**Record extracts**

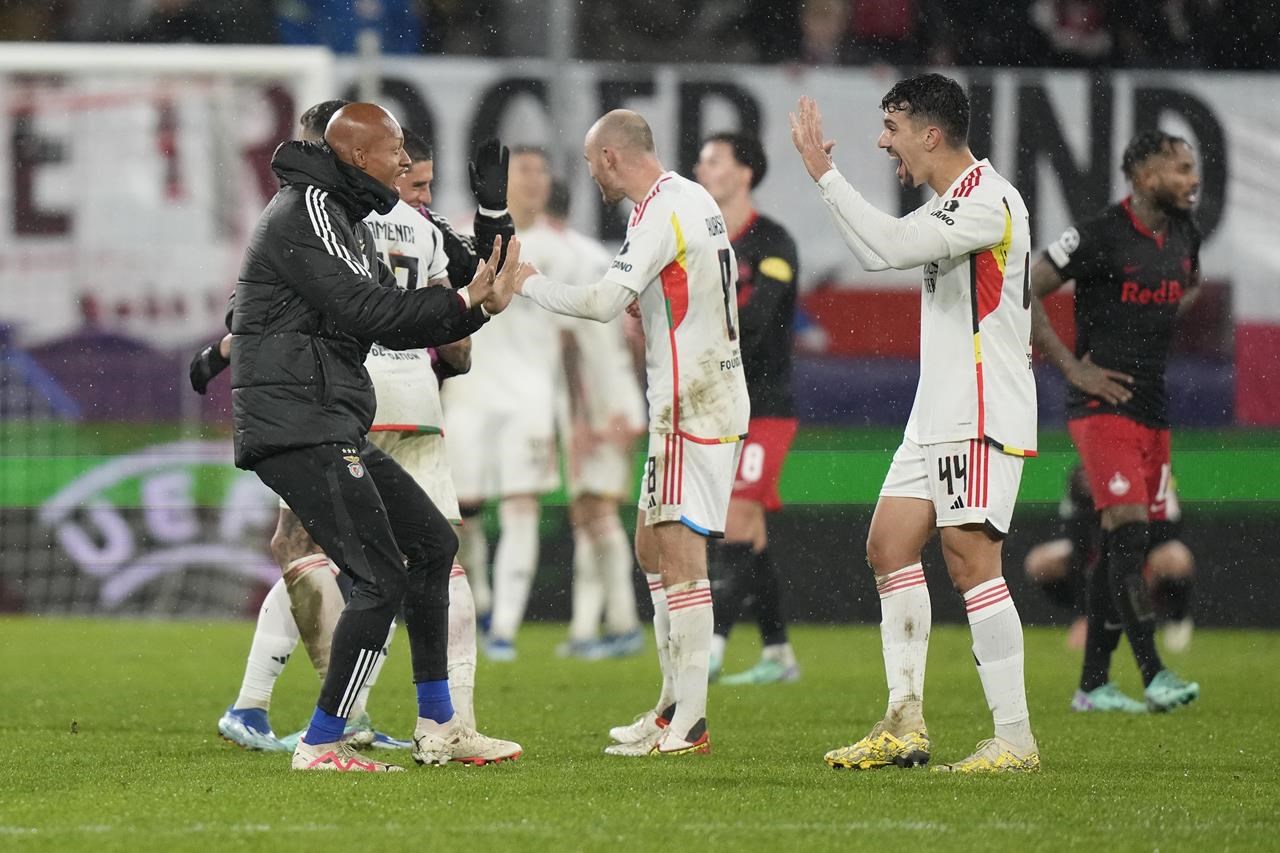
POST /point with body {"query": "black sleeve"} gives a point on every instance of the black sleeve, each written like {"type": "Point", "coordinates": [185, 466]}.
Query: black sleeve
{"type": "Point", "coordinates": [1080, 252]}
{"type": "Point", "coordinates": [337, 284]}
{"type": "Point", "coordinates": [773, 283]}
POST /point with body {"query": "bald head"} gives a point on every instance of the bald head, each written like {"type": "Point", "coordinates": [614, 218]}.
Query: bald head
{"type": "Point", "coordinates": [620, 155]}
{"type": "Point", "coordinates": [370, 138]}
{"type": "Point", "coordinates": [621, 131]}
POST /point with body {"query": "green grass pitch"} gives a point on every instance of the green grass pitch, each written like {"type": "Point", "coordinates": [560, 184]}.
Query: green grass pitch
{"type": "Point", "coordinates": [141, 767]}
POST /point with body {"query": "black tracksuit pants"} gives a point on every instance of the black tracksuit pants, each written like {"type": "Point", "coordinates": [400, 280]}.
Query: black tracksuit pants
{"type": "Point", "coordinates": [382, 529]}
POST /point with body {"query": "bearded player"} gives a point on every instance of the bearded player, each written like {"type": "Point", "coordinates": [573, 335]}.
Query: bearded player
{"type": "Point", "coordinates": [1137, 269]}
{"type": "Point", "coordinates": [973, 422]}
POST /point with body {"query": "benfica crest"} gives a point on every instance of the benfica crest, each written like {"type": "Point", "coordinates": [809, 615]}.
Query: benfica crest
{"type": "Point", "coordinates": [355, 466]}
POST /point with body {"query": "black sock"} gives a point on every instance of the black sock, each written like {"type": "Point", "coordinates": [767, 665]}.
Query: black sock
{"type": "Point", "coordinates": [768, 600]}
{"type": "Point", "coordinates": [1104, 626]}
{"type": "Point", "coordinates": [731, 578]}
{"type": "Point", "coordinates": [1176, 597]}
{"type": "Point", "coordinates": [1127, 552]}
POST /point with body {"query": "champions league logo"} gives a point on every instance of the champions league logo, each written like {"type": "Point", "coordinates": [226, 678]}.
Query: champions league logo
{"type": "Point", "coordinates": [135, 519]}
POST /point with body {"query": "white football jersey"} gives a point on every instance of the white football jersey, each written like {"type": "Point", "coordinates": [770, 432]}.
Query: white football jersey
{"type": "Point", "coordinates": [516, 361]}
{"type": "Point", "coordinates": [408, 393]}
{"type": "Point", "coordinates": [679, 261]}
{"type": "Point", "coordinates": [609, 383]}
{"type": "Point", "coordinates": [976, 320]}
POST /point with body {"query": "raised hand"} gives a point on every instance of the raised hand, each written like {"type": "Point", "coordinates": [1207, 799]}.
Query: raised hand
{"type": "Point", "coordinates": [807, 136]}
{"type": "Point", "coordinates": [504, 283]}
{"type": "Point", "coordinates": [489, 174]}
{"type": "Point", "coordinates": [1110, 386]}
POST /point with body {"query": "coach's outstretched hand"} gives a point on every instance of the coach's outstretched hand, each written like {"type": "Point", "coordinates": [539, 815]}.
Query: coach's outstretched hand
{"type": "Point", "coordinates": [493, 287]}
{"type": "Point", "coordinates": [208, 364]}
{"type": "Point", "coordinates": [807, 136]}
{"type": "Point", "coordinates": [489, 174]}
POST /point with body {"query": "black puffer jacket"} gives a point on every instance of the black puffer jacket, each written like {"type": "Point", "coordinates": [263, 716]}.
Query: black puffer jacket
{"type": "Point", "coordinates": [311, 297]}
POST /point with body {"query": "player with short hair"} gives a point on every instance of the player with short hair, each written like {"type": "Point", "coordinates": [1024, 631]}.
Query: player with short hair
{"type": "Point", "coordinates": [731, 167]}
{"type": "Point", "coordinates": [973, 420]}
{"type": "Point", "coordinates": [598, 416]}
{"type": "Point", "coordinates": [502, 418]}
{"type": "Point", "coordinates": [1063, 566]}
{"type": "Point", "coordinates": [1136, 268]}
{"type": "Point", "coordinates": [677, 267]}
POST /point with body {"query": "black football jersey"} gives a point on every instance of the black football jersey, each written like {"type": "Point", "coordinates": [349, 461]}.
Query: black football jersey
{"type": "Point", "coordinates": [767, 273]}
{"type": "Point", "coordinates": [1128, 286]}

==

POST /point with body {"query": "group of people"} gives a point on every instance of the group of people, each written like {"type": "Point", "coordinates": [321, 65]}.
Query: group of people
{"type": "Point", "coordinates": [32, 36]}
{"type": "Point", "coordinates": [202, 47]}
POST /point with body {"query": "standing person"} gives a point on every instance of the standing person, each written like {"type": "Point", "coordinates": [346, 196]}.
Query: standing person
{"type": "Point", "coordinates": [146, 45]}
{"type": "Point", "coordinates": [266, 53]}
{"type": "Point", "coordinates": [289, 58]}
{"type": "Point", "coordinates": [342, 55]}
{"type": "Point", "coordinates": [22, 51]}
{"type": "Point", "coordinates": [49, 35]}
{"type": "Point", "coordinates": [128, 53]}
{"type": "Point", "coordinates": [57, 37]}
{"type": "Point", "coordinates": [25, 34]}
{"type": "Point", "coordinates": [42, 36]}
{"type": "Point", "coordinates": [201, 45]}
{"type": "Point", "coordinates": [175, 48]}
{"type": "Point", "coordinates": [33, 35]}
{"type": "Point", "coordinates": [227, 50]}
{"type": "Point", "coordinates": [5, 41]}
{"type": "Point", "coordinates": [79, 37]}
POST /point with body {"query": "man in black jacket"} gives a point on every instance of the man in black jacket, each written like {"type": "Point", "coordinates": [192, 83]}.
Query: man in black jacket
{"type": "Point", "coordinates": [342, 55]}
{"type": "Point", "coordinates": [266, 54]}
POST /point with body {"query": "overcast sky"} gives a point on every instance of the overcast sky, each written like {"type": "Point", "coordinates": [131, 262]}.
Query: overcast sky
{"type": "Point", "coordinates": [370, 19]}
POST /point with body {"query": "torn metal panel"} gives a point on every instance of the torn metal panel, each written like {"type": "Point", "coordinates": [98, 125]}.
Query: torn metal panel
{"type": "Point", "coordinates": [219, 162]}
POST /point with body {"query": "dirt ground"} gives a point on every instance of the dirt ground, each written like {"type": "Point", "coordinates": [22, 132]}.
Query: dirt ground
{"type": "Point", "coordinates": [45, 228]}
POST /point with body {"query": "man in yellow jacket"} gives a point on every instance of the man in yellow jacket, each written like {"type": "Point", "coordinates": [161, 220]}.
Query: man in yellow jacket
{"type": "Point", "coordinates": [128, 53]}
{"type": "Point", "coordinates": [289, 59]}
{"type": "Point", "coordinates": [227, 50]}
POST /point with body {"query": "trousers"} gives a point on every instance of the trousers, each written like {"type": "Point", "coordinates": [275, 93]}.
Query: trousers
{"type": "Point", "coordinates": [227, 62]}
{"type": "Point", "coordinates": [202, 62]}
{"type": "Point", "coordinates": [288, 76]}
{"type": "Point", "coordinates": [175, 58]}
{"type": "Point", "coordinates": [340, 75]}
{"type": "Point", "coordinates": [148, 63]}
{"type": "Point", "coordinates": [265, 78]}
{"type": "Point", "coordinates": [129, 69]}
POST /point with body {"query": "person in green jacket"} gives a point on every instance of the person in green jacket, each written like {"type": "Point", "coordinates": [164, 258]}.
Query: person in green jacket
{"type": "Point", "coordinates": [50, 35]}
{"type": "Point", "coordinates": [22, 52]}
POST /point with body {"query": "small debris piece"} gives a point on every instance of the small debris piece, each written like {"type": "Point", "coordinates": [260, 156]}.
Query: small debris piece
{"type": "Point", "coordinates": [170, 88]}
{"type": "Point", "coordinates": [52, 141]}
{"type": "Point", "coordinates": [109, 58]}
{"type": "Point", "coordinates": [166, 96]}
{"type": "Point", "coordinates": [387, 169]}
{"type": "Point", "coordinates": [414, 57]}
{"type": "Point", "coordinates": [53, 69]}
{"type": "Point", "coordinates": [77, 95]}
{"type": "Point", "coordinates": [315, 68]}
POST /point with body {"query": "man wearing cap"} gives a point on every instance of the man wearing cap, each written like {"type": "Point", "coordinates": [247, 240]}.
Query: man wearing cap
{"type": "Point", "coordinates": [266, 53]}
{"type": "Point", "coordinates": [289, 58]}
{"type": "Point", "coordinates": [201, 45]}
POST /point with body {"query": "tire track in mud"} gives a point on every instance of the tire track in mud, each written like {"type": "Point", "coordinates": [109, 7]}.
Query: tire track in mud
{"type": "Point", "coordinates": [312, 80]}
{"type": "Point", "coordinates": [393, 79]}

==

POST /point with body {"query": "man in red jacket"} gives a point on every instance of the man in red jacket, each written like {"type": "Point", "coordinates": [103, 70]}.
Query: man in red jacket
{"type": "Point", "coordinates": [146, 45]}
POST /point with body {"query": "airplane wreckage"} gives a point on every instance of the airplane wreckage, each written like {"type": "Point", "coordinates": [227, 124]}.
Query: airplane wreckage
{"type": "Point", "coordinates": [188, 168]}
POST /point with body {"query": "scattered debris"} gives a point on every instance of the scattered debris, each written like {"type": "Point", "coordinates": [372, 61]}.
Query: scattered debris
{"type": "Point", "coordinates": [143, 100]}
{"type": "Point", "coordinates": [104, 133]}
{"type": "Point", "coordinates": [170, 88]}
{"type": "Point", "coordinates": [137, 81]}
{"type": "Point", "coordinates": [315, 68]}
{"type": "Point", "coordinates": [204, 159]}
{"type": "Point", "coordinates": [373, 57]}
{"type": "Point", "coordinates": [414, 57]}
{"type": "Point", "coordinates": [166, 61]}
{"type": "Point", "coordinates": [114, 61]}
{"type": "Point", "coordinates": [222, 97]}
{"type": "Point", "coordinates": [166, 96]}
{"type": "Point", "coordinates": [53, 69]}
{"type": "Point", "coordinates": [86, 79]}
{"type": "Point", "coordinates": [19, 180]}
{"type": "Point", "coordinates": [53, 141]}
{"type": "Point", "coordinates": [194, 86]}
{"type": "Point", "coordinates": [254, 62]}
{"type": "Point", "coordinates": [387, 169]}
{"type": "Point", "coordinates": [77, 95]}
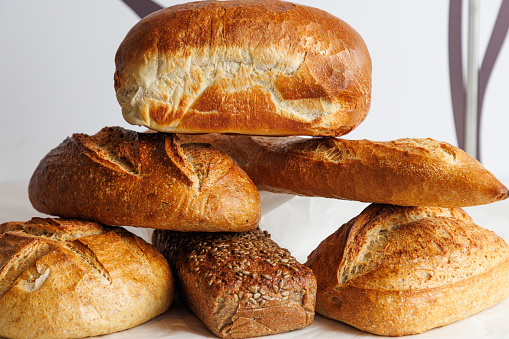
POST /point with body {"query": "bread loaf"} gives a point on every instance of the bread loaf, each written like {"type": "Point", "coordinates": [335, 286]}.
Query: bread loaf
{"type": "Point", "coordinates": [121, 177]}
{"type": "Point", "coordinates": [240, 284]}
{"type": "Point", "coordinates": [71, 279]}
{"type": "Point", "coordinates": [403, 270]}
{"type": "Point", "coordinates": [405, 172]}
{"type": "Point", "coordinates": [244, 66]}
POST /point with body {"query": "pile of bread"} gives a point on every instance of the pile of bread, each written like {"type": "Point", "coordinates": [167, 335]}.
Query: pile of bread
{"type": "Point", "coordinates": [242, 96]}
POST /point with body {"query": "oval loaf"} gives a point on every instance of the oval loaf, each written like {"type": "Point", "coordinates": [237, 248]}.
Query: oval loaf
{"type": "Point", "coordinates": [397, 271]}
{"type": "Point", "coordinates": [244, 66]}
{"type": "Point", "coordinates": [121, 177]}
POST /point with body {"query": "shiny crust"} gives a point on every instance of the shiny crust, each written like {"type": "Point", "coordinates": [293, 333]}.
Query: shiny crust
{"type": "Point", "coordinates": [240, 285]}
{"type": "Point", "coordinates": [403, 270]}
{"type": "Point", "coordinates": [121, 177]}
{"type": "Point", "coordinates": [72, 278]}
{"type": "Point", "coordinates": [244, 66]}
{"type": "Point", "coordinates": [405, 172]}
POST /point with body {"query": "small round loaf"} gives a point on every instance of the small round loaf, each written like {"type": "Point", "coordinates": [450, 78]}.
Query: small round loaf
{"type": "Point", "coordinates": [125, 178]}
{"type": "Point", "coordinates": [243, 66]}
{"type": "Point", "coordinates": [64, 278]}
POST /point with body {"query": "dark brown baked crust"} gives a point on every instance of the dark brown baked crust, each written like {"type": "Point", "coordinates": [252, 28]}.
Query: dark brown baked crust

**Work task**
Go over the listing above and copy out each line that includes "baked".

**Expected answer**
POST /point with body {"query": "dark brown baked crust"} gives a point on every instance of the dark brown baked crust, each written like {"type": "Point", "coordinates": [252, 28]}.
Query: dark brown baked crust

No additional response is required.